> _Your objective_
Pick out all lines of the entries that include the word "mountain" and copy them.

Segmentation mask data:
##########

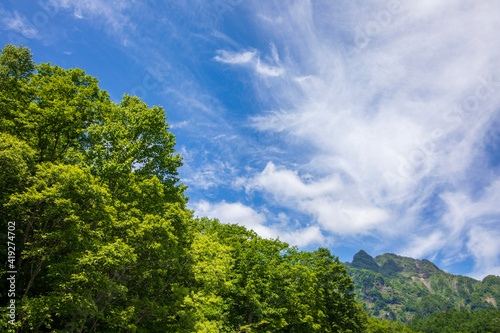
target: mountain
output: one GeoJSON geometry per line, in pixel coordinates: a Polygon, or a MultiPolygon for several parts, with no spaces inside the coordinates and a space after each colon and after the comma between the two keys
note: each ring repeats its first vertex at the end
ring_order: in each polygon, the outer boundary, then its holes
{"type": "Polygon", "coordinates": [[[392,253],[375,258],[365,251],[346,263],[358,301],[379,319],[408,322],[451,309],[500,309],[500,277],[482,281],[452,275],[429,260],[392,253]]]}

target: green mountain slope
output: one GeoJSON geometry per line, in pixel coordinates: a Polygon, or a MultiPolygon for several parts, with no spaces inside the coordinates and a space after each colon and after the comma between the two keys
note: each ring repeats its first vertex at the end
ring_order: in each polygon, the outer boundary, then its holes
{"type": "Polygon", "coordinates": [[[429,260],[359,251],[346,263],[358,301],[379,319],[408,322],[451,309],[499,309],[500,277],[478,281],[440,270],[429,260]]]}

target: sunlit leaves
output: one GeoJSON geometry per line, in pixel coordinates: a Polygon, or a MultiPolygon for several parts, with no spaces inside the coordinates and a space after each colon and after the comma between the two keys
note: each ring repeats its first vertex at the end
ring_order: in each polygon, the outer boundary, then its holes
{"type": "Polygon", "coordinates": [[[0,55],[0,131],[15,134],[31,100],[27,82],[35,64],[28,48],[6,45],[0,55]]]}
{"type": "Polygon", "coordinates": [[[228,307],[233,330],[361,332],[364,312],[354,302],[344,266],[328,250],[300,252],[237,225],[201,220],[229,247],[231,288],[212,287],[228,307]]]}
{"type": "Polygon", "coordinates": [[[34,66],[23,48],[0,66],[0,213],[18,228],[20,330],[362,331],[328,250],[193,218],[161,107],[113,103],[83,70],[34,66]]]}
{"type": "MultiPolygon", "coordinates": [[[[175,138],[168,131],[164,110],[148,108],[137,97],[125,95],[120,105],[104,108],[86,132],[82,159],[92,173],[109,180],[114,195],[126,195],[129,177],[156,177],[170,201],[183,200],[177,184],[181,157],[174,155],[175,138]]],[[[128,200],[126,200],[128,201],[128,200]]]]}
{"type": "Polygon", "coordinates": [[[83,70],[34,66],[27,49],[7,46],[0,65],[0,203],[18,228],[22,329],[176,327],[192,218],[164,110],[115,104],[83,70]]]}

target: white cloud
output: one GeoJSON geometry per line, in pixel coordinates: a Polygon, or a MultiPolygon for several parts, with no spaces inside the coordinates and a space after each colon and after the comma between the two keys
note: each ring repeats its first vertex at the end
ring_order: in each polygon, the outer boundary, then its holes
{"type": "Polygon", "coordinates": [[[56,8],[72,9],[77,19],[104,19],[109,33],[124,37],[125,30],[132,29],[130,17],[125,11],[136,6],[134,13],[138,13],[138,3],[125,0],[51,0],[56,8]]]}
{"type": "Polygon", "coordinates": [[[77,18],[77,19],[83,19],[83,15],[82,15],[82,9],[81,8],[76,8],[75,9],[75,12],[73,13],[73,15],[77,18]]]}
{"type": "Polygon", "coordinates": [[[218,62],[230,65],[247,65],[255,70],[255,73],[261,77],[278,77],[285,73],[284,68],[280,65],[280,59],[276,46],[271,43],[271,56],[265,61],[261,59],[259,52],[256,50],[242,50],[240,52],[231,52],[226,50],[218,50],[218,55],[214,59],[218,62]]]}
{"type": "Polygon", "coordinates": [[[26,38],[38,38],[38,30],[33,27],[33,24],[18,11],[13,13],[0,9],[1,22],[5,29],[20,33],[26,38]]]}
{"type": "Polygon", "coordinates": [[[310,199],[335,194],[342,190],[343,184],[338,176],[327,181],[304,183],[297,172],[278,169],[269,162],[261,174],[250,180],[247,189],[261,189],[272,193],[277,200],[290,201],[310,199]]]}
{"type": "Polygon", "coordinates": [[[260,59],[257,60],[257,63],[255,65],[255,70],[257,71],[257,73],[262,74],[264,76],[273,76],[273,77],[281,76],[284,73],[283,68],[269,66],[265,63],[262,63],[260,59]]]}
{"type": "Polygon", "coordinates": [[[280,240],[299,247],[311,245],[324,245],[328,242],[318,226],[309,226],[291,232],[277,231],[280,240]]]}
{"type": "Polygon", "coordinates": [[[467,248],[475,258],[475,272],[472,274],[477,279],[487,275],[500,276],[500,231],[474,227],[469,232],[467,248]]]}
{"type": "Polygon", "coordinates": [[[239,224],[255,231],[263,238],[279,238],[281,241],[295,246],[323,245],[326,242],[326,238],[318,226],[307,226],[293,231],[287,230],[286,224],[268,226],[265,214],[240,202],[222,201],[212,204],[201,200],[194,204],[194,210],[199,216],[216,218],[222,223],[239,224]]]}
{"type": "Polygon", "coordinates": [[[214,57],[215,60],[233,65],[249,63],[256,54],[255,51],[230,52],[224,50],[219,50],[217,53],[219,55],[214,57]]]}
{"type": "Polygon", "coordinates": [[[177,123],[169,123],[168,125],[170,126],[170,128],[182,128],[182,127],[186,127],[189,125],[189,121],[187,120],[183,120],[183,121],[180,121],[180,122],[177,122],[177,123]]]}
{"type": "Polygon", "coordinates": [[[500,179],[495,180],[472,199],[463,192],[446,192],[441,195],[447,212],[442,228],[446,232],[445,256],[468,256],[475,259],[474,277],[484,277],[500,271],[500,179]]]}
{"type": "Polygon", "coordinates": [[[212,31],[212,36],[218,38],[218,39],[221,39],[225,42],[228,42],[229,44],[233,45],[233,46],[238,46],[238,43],[236,43],[233,39],[231,39],[229,36],[227,36],[226,34],[223,34],[222,32],[218,31],[218,30],[214,30],[212,31]]]}
{"type": "Polygon", "coordinates": [[[247,191],[262,191],[289,209],[312,216],[320,226],[339,234],[365,234],[389,219],[338,175],[306,181],[297,172],[269,162],[262,173],[240,179],[247,191]]]}
{"type": "Polygon", "coordinates": [[[428,236],[416,236],[411,240],[402,254],[412,258],[435,258],[439,250],[446,243],[445,236],[441,231],[432,232],[428,236]]]}
{"type": "MultiPolygon", "coordinates": [[[[194,152],[191,151],[191,154],[194,152]]],[[[183,182],[190,184],[196,190],[216,190],[217,186],[228,184],[232,175],[235,174],[235,168],[227,161],[213,160],[205,157],[206,163],[201,166],[191,165],[192,156],[185,156],[185,162],[182,167],[183,182]]],[[[201,157],[198,157],[201,159],[201,157]]]]}
{"type": "Polygon", "coordinates": [[[195,211],[201,216],[217,218],[222,223],[239,224],[252,229],[262,237],[273,237],[272,232],[263,224],[266,222],[264,215],[239,202],[227,203],[225,201],[212,205],[207,201],[199,201],[195,204],[195,211]]]}

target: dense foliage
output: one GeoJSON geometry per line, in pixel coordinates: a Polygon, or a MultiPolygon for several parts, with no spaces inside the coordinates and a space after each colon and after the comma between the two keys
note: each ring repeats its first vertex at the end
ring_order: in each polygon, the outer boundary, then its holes
{"type": "Polygon", "coordinates": [[[477,281],[441,271],[428,260],[360,251],[348,264],[358,299],[379,319],[408,322],[449,310],[497,309],[500,277],[477,281]]]}
{"type": "Polygon", "coordinates": [[[2,331],[365,331],[328,250],[193,218],[161,107],[7,45],[0,116],[2,331]]]}
{"type": "Polygon", "coordinates": [[[373,317],[368,318],[366,333],[416,333],[404,324],[391,321],[379,320],[373,317]]]}
{"type": "Polygon", "coordinates": [[[500,311],[436,312],[428,317],[416,317],[408,326],[424,333],[498,333],[500,311]]]}

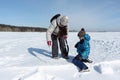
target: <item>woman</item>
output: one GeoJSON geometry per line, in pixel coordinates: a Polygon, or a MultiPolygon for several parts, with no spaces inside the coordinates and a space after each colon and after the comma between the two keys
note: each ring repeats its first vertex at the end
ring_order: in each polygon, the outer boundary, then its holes
{"type": "Polygon", "coordinates": [[[46,33],[47,44],[48,46],[52,46],[52,57],[57,59],[59,42],[62,57],[68,59],[68,53],[66,53],[65,45],[65,39],[67,39],[69,31],[68,17],[57,14],[53,18],[51,19],[51,25],[46,33]]]}

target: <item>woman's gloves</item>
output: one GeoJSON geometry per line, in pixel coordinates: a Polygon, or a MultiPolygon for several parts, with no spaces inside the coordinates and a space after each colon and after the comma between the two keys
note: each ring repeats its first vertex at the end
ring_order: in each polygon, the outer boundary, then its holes
{"type": "Polygon", "coordinates": [[[52,45],[52,41],[47,41],[48,46],[52,45]]]}

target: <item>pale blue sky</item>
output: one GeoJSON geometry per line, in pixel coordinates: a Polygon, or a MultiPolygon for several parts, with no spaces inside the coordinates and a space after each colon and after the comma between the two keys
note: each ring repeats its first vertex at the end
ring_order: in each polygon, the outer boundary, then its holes
{"type": "Polygon", "coordinates": [[[120,31],[120,0],[0,0],[0,24],[49,27],[57,13],[70,29],[120,31]]]}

##########

> _Worked solution_
target: mountain
target: green mountain slope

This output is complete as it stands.